Made chart for mining with halving yield.

Also added tabulate to display dataframes in Markdown.

econ-demo.py

@@ -1,6 +1,7 @@
 
 import pandas as pd
 import matplotlib.pyplot as plt
+import tabulate
 
 # it = 0
 
@@ -29,8 +30,8 @@ def calc_share_of_wealth(balances):
         shares.append(balance/total_money)
     return shares
 
-def ubi(balances, dividend=10, terms=3):
+def ubi(balances, rate=10, terms=3):
-    new_bal = []
+    dividend = rate
     balances_over_time = []
     current_balances = balances
     for i in range(0, terms):
@@ -43,6 +44,21 @@ def ubi(balances, dividend=10, terms=3):
         current_balances = new_bal
     return balances_over_time
 
+def mining(balances, halving_frequency=1, reward=10, terms=3):
+    balances_over_time = []
+    current_balances = balances
+    for i in range(0, terms):
+        new_bal = []
+        for balance in current_balances:
+            b = balance + reward
+            new_bal.append(b)
+        assert(len(new_bal) == len(balances))
+        if i % halving_frequency == 0:
+            reward = reward/2
+        balances_over_time.append(new_bal)
+        current_balances = new_bal
+    return balances_over_time
+
 def get_balances_over_time(names, balances, func, terms=4, param=0):
     if func is None:
         print("Need a function!")
━━━
**To do:**
[a] Does the econ-demo.py diff agree with each statement below? Answer yes or no for each, and quote the words from the diff that decide it. (i) The mining function cuts its reward in half. (ii) In the ubi function, the parameter named dividend was renamed to rate. (iii) By default, the mining function runs for four terms.
[b] Which parameters does the mining function take in the econ-demo.py diff? List all of them.
[c] Could you extend the econ-demo.py diff with the lines that come after its final line, print("Need a function!")?

**Material provided:**
━━━
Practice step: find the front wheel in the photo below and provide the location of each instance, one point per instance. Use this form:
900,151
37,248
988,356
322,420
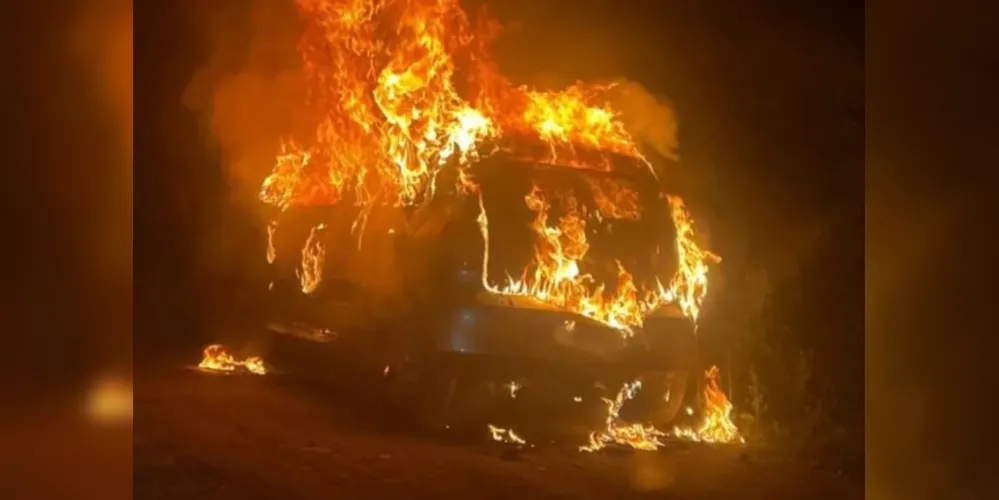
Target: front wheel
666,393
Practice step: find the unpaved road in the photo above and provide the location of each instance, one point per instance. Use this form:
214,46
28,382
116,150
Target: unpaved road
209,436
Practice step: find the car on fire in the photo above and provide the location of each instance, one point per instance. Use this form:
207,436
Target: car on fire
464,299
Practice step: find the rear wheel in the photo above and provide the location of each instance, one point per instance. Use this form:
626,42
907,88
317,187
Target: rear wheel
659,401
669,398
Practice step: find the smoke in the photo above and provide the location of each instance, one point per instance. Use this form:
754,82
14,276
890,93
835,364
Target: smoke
━━━
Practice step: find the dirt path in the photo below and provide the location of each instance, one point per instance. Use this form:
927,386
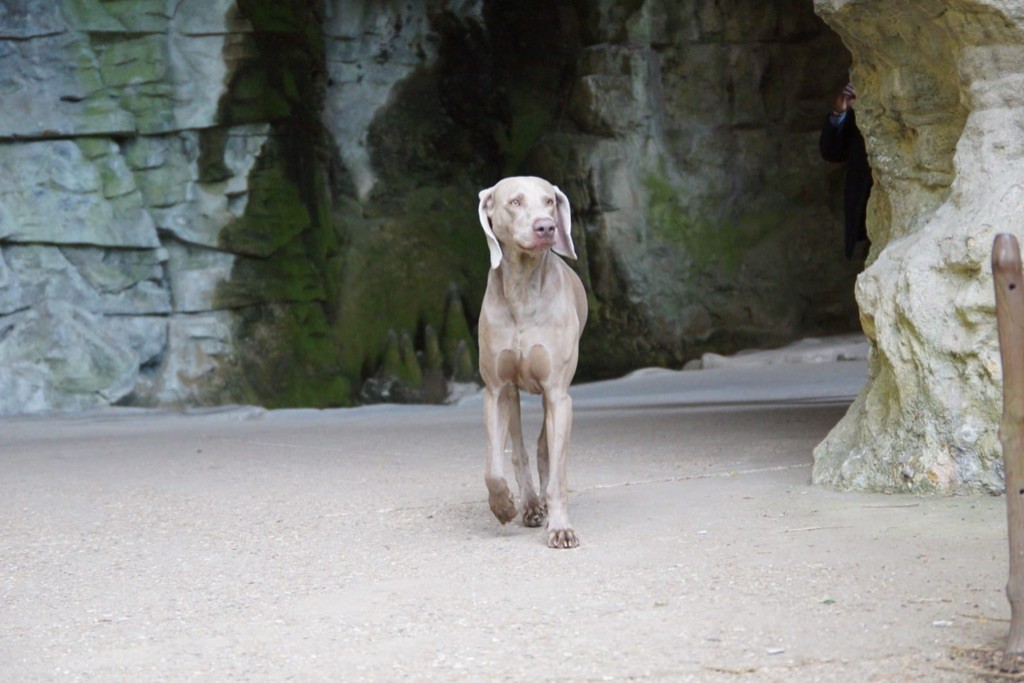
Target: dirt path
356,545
━━━
**The replies:**
[a]
(i) Yes: "reward = reward/2"
(ii) Yes: "def ubi(balances, rate=10, terms=3):"
(iii) No: "def mining(balances, halving_frequency=1, reward=10, terms=3):"

[b] balances, halving_frequency, reward, terms

[c]
@@ -61,7 +77,7 @@ def get_balances_over_time(names, balances, func, terms=4, param=0):
     else:
         frame_data = func(balances, terms=terms, rate=param)
     assert(len(frame_data) == terms)
-    for i in range(1, terms):
+    for i in range(0, terms):
         key = str(i)
         df[key] = frame_data[i]
     return df
@@ -145,7 +161,7 @@ def visualize_ubi(terms=25):
         y=0.33, color='violet', linestyle='--', label="0.33"
     )
 
-    plt.title("Change in Wealth Distribution Under UBI")
+    plt.title("Change in Wealth Distribution With a Constant Dividend")
     plt.legend()
     plt.xlabel("Terms")
     plt.ylabel("Share of Wealth")
@@ -162,7 +178,7 @@ def calc_total_supply(df):
         total.append(sum(data))
     return total
 
-def visualize_inflation(terms=50):
+def draw_specific_chart1(terms=50, linear_label="? (linear)"):
     participants = ["Alice", "Bob", "Charlie"]
     balances = [100,40,20]
 
@@ -182,9 +198,6 @@ def visualize_inflation(terms=50):
     assert(len(x) == len(total_supply_si))
 
     plt.style.use('dark_background')
-    plt.plot(
-        x, total_supply_ubi, color="cyan", label="? (linear)"
-    )
     plt.plot(
         x, total_supply_si, color="red", label="apy = 0.05"
     )
@@ -218,10 +231,151 @@ def visualize_inflation(terms=50):
     plt.close()
     # plt.show()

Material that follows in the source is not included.